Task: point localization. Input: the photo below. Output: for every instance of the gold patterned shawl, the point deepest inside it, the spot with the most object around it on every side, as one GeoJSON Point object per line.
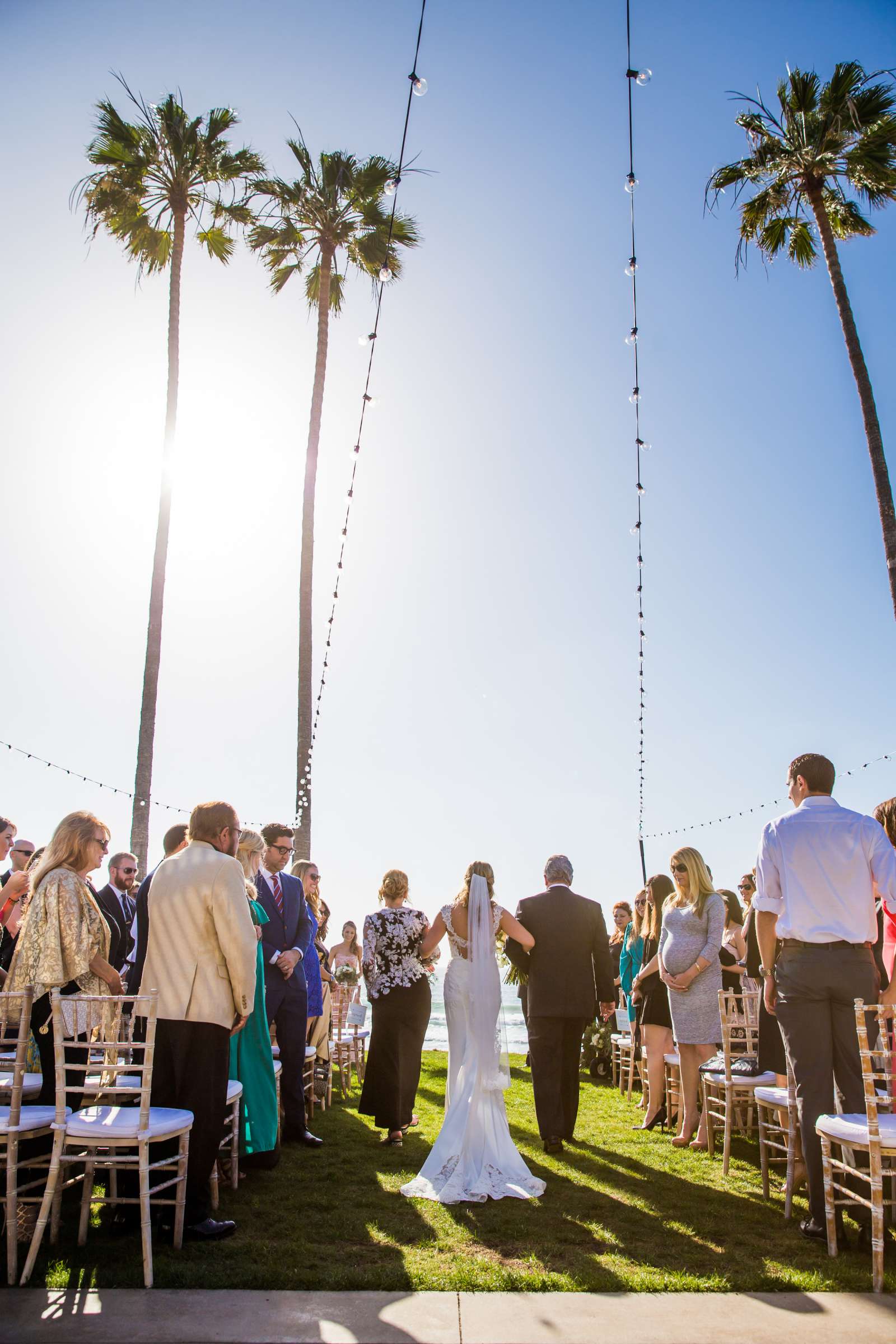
{"type": "Point", "coordinates": [61, 933]}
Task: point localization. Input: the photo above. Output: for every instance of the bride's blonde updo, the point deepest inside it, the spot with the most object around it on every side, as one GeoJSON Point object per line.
{"type": "Point", "coordinates": [480, 870]}
{"type": "Point", "coordinates": [394, 886]}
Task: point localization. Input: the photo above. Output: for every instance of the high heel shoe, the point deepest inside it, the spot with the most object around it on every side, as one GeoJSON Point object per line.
{"type": "Point", "coordinates": [660, 1119]}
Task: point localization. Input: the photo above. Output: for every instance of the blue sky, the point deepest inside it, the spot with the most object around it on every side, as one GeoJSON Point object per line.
{"type": "Point", "coordinates": [483, 691]}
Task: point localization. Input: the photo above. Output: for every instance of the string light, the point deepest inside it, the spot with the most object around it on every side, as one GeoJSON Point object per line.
{"type": "Point", "coordinates": [637, 77]}
{"type": "Point", "coordinates": [418, 88]}
{"type": "Point", "coordinates": [762, 807]}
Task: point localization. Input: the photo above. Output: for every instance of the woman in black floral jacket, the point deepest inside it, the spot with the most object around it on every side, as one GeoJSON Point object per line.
{"type": "Point", "coordinates": [399, 992]}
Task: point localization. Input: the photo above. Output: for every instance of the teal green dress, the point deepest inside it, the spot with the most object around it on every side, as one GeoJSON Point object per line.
{"type": "Point", "coordinates": [251, 1062]}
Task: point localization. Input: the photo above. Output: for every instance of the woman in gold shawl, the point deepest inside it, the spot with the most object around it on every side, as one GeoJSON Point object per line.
{"type": "Point", "coordinates": [63, 939]}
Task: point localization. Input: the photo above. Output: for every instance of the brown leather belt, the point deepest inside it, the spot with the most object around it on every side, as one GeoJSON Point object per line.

━━━━

- [THE TASK]:
Update the lines above by replacing "point localization" with "point placement" wherever it appears, keeping everything else the same, and leave the pictures out of your answer.

- [THE REPLY]:
Task: point placement. Input: the photo below. Output: for every instance of the gold patterned shawl, the point deepest inside it, the spot with the most object around it on every side, as one GeoJSON Point object per line.
{"type": "Point", "coordinates": [61, 933]}
Task: point placement. Input: the photo above. Output: for every instance of the bride's blonde updo, the point deepest inside it, the spot with the most object around it on every side, as one GeoJSON Point object per line.
{"type": "Point", "coordinates": [480, 870]}
{"type": "Point", "coordinates": [394, 886]}
Task: point placement. Input: the photo above. Output: for every instance of the high heel shoe, the point deepest inside it, the spot with the most object around it on every side, as one GeoJSON Point object per line.
{"type": "Point", "coordinates": [660, 1119]}
Task: point placement. Input: the photo above. Output: for every instance of the blue sky, the point deepest inside it, the spot with the most object around it on every side, as one GeoJSON Point object per line.
{"type": "Point", "coordinates": [483, 691]}
Task: point placement. Input: the photo above. Output: for every instance of the string light, the point deepest inside it, the spot with the most object around it on every side, as one GeoJSON Point object per line.
{"type": "Point", "coordinates": [637, 77]}
{"type": "Point", "coordinates": [418, 88]}
{"type": "Point", "coordinates": [762, 807]}
Task: point placement. Input: the photo above. Output: for every instance of the woman in black floral jacket, the point deepest inside it, the spot with the most object around it on every side, as one GeoJSON Point object per line.
{"type": "Point", "coordinates": [399, 992]}
Task: point placement. Input: the photo above. Output: for every instance of the teal green dress, the point deepest inside it, the spot with the most object around it on every side, as one GeoJSON Point object per line.
{"type": "Point", "coordinates": [251, 1062]}
Task: point placement. Input: the photo above. Output: for every instance of the woman in gold shawl, the point deepest inside it, the spot with the most object around it on every side, as one GeoJSON Point object per line.
{"type": "Point", "coordinates": [63, 939]}
Task: point placement. Input: the photo above. Output: for every instance of the brown leather belt, the point deepest inside it, the spot with the most object around it on every side, as one GeoJSON Point object per line.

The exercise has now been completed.